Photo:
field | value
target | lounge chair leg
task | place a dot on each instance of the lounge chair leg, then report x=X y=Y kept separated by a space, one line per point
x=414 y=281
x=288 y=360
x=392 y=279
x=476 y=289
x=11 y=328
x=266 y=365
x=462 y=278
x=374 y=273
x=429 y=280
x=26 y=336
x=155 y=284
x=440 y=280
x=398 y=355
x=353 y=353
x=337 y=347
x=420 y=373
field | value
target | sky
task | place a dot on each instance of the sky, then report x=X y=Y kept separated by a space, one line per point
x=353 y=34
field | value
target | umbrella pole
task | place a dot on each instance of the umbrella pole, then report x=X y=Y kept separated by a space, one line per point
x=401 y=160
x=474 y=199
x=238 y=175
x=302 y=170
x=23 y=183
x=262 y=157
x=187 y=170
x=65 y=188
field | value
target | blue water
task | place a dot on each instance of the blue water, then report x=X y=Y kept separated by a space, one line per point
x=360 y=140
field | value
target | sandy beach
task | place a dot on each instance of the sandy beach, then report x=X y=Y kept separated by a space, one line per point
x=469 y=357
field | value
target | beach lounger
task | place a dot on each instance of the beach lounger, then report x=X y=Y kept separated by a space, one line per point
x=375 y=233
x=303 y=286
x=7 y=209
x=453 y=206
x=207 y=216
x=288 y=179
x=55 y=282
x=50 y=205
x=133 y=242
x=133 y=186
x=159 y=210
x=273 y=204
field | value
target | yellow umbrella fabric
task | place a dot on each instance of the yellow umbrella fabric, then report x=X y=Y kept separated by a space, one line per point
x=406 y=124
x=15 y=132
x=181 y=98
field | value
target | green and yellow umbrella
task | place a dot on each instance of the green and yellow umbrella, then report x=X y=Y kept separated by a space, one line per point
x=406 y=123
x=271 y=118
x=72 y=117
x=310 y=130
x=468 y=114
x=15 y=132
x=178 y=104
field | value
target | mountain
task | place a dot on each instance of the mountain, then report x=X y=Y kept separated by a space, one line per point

--------------------

Riscrivi i record qui sopra sostituendo "beach lounger" con "sun lounger" e lasciando tutto il resto invariato.

**Risposta esercizio:**
Photo:
field | value
target | lounge chair leg
task | place a dot on each instance of the lounge chair leg, then report x=X y=Y kept separated by a space, one line per point
x=414 y=281
x=288 y=360
x=392 y=279
x=476 y=289
x=11 y=328
x=266 y=365
x=462 y=278
x=374 y=273
x=429 y=280
x=26 y=336
x=155 y=284
x=440 y=280
x=398 y=355
x=353 y=353
x=337 y=347
x=420 y=373
field | value
target | sky
task | place a dot on each instance of the sky, then report x=X y=Y kept separated by a space, one line per point
x=353 y=34
field | value
target | umbrella pole
task | place a dot on each instance of the umbrella pole, then report x=X y=Y kept separated by a space, one line per point
x=401 y=160
x=474 y=199
x=238 y=175
x=302 y=170
x=23 y=183
x=262 y=157
x=187 y=170
x=65 y=188
field | value
target | blue water
task | place a dot on each instance of the blue water, then report x=X y=Y kept separated by a space, one line per point
x=360 y=140
field | value
target | sandy beach
task | place a dot on each instance of the sandy beach, then report x=X y=Y kept separated by a space, one line per point
x=469 y=357
field | value
target | sun lounger
task | place a dot on each instance of the sun lounger, then report x=X y=Y kept separated by a space, one line per point
x=375 y=233
x=303 y=286
x=7 y=209
x=453 y=206
x=207 y=216
x=288 y=179
x=55 y=282
x=50 y=205
x=133 y=242
x=133 y=186
x=159 y=210
x=273 y=204
field | value
target | yellow umbrella fabric
task | place a dot on each instance of the yellow umbrella fabric, then report x=X y=Y kept separated by a space, one line per point
x=406 y=124
x=15 y=132
x=181 y=98
field | value
target | green and yellow umbrella
task | place a dot on each instance of the green and yellow umbrella, then report x=X y=Y kept separated by a space, one line per point
x=406 y=123
x=271 y=118
x=72 y=117
x=310 y=130
x=468 y=114
x=15 y=132
x=178 y=104
field | value
target | mountain
task | place a dot on each instance of the mountain, then report x=X y=Y kept separated by a space, one line per point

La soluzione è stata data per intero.